=== TO BE DONE ===
Retype the following items word for word, starting at the line that contains "the red tile" and going through the end of the items.

=== Pointing dataset items ===
↓

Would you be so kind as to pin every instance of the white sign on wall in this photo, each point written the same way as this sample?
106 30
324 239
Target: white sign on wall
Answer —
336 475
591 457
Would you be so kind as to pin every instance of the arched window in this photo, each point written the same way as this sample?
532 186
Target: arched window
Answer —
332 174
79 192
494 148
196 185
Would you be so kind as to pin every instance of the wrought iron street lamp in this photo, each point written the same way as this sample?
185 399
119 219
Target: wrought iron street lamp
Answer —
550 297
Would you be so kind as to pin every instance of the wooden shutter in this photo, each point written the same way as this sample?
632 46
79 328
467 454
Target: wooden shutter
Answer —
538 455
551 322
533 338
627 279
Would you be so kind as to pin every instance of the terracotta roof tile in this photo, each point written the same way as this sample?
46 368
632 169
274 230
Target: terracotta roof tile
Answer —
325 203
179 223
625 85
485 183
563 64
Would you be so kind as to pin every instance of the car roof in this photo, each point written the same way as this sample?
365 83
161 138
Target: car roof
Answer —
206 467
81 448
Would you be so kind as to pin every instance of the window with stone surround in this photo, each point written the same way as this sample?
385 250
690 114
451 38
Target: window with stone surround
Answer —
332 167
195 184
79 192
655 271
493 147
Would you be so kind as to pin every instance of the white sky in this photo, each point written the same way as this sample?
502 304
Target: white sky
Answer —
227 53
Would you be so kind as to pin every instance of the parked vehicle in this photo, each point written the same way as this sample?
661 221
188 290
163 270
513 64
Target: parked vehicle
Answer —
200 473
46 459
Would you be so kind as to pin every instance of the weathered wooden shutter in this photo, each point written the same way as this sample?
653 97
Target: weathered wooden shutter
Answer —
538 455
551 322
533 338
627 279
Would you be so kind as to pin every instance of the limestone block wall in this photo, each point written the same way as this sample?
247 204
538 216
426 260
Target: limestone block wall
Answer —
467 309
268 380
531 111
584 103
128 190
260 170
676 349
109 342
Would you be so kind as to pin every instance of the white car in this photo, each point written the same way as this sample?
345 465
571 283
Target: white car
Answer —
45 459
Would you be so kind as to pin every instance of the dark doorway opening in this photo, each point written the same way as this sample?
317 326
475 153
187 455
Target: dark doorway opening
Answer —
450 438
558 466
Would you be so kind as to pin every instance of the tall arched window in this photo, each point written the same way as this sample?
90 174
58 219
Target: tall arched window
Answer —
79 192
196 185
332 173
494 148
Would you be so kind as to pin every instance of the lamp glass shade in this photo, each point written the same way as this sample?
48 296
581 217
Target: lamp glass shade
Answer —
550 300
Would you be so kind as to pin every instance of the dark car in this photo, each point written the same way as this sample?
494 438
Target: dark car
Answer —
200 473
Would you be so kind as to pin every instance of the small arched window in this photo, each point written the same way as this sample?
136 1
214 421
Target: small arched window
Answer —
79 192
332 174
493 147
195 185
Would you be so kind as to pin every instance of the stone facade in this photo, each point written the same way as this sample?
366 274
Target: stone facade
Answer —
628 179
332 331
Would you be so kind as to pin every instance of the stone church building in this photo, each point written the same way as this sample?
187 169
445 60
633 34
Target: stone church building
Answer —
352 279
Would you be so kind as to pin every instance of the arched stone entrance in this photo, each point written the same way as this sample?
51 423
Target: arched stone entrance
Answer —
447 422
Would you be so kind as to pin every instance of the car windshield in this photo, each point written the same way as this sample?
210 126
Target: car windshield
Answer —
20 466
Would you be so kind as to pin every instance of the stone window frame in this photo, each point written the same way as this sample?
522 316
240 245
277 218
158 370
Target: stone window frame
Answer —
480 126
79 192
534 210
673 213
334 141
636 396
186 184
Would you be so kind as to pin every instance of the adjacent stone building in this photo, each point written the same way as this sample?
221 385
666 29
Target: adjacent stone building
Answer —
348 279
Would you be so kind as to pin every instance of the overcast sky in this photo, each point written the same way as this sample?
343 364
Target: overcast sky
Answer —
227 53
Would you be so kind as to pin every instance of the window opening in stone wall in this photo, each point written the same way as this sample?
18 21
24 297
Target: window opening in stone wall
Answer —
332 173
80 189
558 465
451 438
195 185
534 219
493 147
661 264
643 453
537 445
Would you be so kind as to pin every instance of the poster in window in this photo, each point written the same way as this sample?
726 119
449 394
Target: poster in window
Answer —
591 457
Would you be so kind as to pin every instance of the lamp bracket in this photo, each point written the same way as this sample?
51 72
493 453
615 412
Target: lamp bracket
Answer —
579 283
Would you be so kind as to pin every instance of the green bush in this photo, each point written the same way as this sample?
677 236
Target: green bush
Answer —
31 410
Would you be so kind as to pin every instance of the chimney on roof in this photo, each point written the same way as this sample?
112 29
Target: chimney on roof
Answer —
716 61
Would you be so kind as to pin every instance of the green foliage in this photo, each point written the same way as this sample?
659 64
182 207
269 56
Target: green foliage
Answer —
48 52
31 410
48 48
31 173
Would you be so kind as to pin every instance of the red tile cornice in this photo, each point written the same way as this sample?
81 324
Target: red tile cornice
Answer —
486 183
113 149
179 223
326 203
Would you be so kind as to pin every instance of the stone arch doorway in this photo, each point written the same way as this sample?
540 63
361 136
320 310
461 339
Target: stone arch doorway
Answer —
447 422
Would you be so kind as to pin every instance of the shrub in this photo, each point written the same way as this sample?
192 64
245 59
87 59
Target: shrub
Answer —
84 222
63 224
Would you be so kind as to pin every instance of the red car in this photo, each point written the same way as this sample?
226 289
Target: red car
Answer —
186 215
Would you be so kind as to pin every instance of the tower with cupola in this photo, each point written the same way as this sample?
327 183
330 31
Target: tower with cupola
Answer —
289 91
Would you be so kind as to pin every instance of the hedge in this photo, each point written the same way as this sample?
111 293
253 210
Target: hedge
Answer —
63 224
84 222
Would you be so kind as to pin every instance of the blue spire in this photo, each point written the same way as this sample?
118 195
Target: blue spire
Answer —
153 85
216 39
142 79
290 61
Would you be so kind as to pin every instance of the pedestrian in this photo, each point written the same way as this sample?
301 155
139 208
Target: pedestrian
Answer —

↑

=== RESPONSE TO THIS TASK ===
Would you be so kind as to pin every instance of the red tile cornice in this photo, each point written the same way as this sample?
81 324
Target: red tile cornice
Answer —
486 183
113 149
179 223
326 203
Would you be so kind as to pin every instance of the stone arch doorway in this photo, each point written the same way as this sample?
540 63
361 136
320 310
461 339
Target: stone arch doorway
Answer —
447 422
Would you be so kind as to pin every instance of the shrub in this photo, each point written the same way as this sample?
192 64
245 59
87 59
Target: shrub
Answer —
84 222
63 224
Would you be so kind as to pin every instance of the red car in this photo, each point written the same way as this sample?
226 289
Target: red car
Answer —
186 215
Would you be so kind as to pin every instance of the tower with cupola in this photo, each point written the same way as this sample?
327 183
330 31
Target: tower with cupola
Answer —
289 91
Would you be so kind as to pin every instance of the hedge in this photo, each point written the same way as this sample?
111 293
253 210
Target: hedge
Answer —
63 224
84 222
Would you be so kind as to pin every instance of the blue spire in this photo, each point written the same way as this sample?
118 195
Target: blue spire
Answer —
153 85
216 39
142 79
290 61
Would you be so kind as to pin every instance of the pedestrian in this photo, each point written the same way as this sample?
301 155
139 208
Target: pedestrian
Answer —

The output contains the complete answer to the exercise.